# GIVEN EXERCISE
In the lines below, switch "with a comma between" to "with a semicolon between" and keep everything else the same.

(Coordinate annotation records)
------------------------------------------------------------
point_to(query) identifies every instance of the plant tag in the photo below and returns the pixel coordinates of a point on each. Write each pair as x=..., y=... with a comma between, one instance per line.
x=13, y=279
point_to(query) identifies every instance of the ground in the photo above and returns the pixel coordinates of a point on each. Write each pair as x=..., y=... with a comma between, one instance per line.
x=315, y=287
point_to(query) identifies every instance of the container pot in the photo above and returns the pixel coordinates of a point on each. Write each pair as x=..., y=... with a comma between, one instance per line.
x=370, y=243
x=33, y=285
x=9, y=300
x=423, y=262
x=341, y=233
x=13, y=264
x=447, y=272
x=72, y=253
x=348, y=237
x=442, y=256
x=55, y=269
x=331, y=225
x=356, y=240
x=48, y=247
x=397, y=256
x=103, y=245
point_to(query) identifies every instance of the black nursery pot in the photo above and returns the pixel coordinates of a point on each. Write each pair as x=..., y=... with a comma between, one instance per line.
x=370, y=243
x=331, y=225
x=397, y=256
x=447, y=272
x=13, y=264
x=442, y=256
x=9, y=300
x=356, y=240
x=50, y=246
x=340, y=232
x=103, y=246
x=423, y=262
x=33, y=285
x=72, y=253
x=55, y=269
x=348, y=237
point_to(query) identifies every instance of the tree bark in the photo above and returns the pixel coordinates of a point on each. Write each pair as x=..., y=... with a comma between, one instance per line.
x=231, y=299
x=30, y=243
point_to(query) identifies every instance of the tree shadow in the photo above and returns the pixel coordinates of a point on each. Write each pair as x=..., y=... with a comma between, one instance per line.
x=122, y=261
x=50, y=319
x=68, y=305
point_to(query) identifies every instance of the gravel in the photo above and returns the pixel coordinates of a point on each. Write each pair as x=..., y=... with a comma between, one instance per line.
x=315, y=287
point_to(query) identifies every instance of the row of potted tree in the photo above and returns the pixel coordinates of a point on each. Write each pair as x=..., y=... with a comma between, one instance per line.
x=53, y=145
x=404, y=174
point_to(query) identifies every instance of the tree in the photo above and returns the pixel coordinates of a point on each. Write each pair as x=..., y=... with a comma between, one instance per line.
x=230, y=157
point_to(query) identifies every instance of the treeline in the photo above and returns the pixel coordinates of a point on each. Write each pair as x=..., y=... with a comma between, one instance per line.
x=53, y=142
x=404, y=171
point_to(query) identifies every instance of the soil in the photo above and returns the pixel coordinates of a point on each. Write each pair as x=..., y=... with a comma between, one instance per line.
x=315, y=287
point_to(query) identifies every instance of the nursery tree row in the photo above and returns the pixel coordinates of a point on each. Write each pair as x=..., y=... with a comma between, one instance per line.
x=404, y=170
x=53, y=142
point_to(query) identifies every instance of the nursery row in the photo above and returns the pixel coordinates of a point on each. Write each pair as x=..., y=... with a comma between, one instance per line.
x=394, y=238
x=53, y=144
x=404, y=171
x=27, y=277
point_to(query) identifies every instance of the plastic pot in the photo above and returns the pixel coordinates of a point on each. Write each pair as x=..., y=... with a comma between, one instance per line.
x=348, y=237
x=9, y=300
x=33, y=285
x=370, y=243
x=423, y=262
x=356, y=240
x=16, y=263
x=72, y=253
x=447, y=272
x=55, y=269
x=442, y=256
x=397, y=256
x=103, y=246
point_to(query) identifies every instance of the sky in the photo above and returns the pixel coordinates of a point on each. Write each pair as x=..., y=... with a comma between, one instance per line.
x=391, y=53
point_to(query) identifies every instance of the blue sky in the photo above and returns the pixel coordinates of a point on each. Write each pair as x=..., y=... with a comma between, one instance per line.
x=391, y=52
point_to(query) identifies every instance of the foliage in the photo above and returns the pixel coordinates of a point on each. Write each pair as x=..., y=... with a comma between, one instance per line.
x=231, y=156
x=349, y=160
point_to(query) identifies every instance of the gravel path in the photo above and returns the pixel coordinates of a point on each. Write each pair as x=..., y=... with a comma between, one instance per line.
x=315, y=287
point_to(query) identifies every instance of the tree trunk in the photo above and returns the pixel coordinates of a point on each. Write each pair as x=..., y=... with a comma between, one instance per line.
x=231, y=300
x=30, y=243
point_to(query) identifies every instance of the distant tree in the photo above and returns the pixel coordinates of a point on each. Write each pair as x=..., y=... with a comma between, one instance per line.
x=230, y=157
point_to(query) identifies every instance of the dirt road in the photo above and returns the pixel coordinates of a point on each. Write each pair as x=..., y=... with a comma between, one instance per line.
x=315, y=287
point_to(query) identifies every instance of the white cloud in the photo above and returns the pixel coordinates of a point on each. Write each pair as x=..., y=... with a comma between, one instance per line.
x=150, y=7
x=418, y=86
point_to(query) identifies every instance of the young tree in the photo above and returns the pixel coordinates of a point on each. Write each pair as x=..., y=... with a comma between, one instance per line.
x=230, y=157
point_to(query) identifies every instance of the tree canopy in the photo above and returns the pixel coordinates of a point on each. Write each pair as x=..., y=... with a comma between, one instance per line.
------------------------------------------------------------
# CORRECT OUTPUT
point_to(query) identifies every instance of the plant tag in the photo below and returns the pixel coordinates of a point on each. Write each pair as x=..., y=... with a semicolon between, one instance per line.
x=13, y=279
point_to(query) identifies every instance of the ground in the photo above and returns the pixel coordinates of a point on each. Write each pair as x=..., y=... with a semicolon between, one instance per line.
x=315, y=287
point_to(query) identifies every instance of the container pot in the photo above and returns the pixel coordinates of a point on each. Write each pair as x=..., y=... with a semicolon between, one instance per line.
x=370, y=243
x=33, y=285
x=9, y=300
x=423, y=262
x=341, y=233
x=13, y=264
x=447, y=272
x=72, y=253
x=348, y=237
x=442, y=256
x=55, y=269
x=331, y=225
x=356, y=240
x=48, y=247
x=397, y=256
x=103, y=245
point_to(query) identifies every instance of the black nursery pot in the photo above and returns the pixel coordinates of a point on each. Write each pair as x=..., y=... with a semicolon between, one instance per line.
x=370, y=243
x=331, y=225
x=397, y=256
x=447, y=272
x=13, y=264
x=442, y=256
x=9, y=300
x=356, y=240
x=50, y=246
x=340, y=232
x=103, y=246
x=423, y=262
x=33, y=285
x=72, y=253
x=55, y=269
x=348, y=237
point_to(query) identifies every instance of the tree bark in the photo above and returns the pixel coordinates of a point on each. Write each pair as x=..., y=... with a semicolon between, one instance per line.
x=231, y=299
x=30, y=243
point_to(query) identifies every instance of the tree shadow in the photo above and returns the pixel coordinates of a point on each. Write each pair as x=..., y=... with a semicolon between, one instance per line.
x=122, y=261
x=50, y=319
x=68, y=305
point_to(query) identifies every instance of the gravel in the photo above and returns the pixel coordinates of a point on each. Write each pair as x=..., y=... with a semicolon between, one instance per line.
x=315, y=287
point_to(query) identifies every instance of the row of potted tree in the photo above and returns the pixel coordinates of a point on each. Write each pair as x=..., y=... with a semicolon between, one instance per line.
x=53, y=145
x=404, y=174
point_to(query) identifies every instance of the tree in the photo above and returns the pixel coordinates of a point on each. Write each pair as x=..., y=... with a semicolon between, one instance per line.
x=230, y=157
point_to(query) identifies every instance of the treeline in the photo above and returns the pixel coordinates of a point on each. Write each pair as x=..., y=... with a semicolon between, one instance per line.
x=53, y=142
x=404, y=171
point_to(query) identifies every instance of the soil in the photo above and returns the pixel coordinates of a point on each. Write each pair as x=..., y=... with a semicolon between, one instance per line.
x=315, y=287
point_to(query) identifies every instance of the nursery tree row in the photo above and returns the pixel coordinates of a point on each. Write each pair as x=..., y=... with a semicolon between, one instance per line.
x=404, y=170
x=53, y=142
point_to(query) identifies every instance of the nursery row in the photo above and returns the pixel coordinates of a point on each. Write each pair as x=..., y=... with a semicolon between, one instance per line.
x=394, y=238
x=53, y=144
x=404, y=171
x=27, y=277
point_to(query) identifies every instance of the plastic pot in the photo above and returns the pixel coordinates of a point on each. Write each pair as x=..., y=... with a semicolon between, one instance per line.
x=348, y=237
x=9, y=300
x=33, y=285
x=370, y=243
x=423, y=262
x=356, y=240
x=16, y=263
x=72, y=253
x=447, y=272
x=55, y=269
x=442, y=256
x=397, y=256
x=103, y=246
point_to(query) identifies every instance of the sky in the photo above and returns the pixel coordinates of a point on each. Write each pair as x=..., y=... with a semicolon between, one instance per line.
x=391, y=53
point_to(query) identifies every instance of the blue sky in the photo above and returns the pixel coordinates of a point on each. Write each pair as x=..., y=... with a semicolon between, one instance per line.
x=391, y=52
point_to(query) identifies every instance of the foliage in the photo above and returns the pixel coordinates of a point on each. Write each pair as x=..., y=... with a semicolon between, one instance per line.
x=231, y=156
x=349, y=160
point_to(query) identifies every instance of the gravel path in the photo above and returns the pixel coordinates of a point on each. Write each pair as x=..., y=... with a semicolon between, one instance per line.
x=315, y=287
point_to(query) identifies every instance of the tree trunk in the photo above and returns the pixel coordinates of a point on each. Write each pair as x=..., y=... with a semicolon between, one instance per line.
x=231, y=300
x=30, y=243
point_to(query) identifies every instance of the distant tree in the photo above and returns the pixel coordinates of a point on each. Write each pair as x=..., y=... with a semicolon between, one instance per line.
x=230, y=157
point_to(query) identifies every instance of the dirt road in the photo above and returns the pixel coordinates of a point on each. Write each pair as x=..., y=... with a semicolon between, one instance per line.
x=315, y=287
point_to(query) identifies every instance of the white cloud in the photo above and returns the pixel coordinates of a point on each. Write each pair as x=..., y=... with a semicolon between, one instance per line.
x=150, y=7
x=418, y=86
point_to(query) identifies every instance of the young tree in the photo above and returns the pixel coordinates of a point on each. Write each pair as x=..., y=... with a semicolon between, one instance per line.
x=230, y=157
point_to(query) identifies every instance of the tree canopy in the photo above and returns the pixel coordinates of a point on each. Write each pair as x=..., y=... with a semicolon between, one instance per line.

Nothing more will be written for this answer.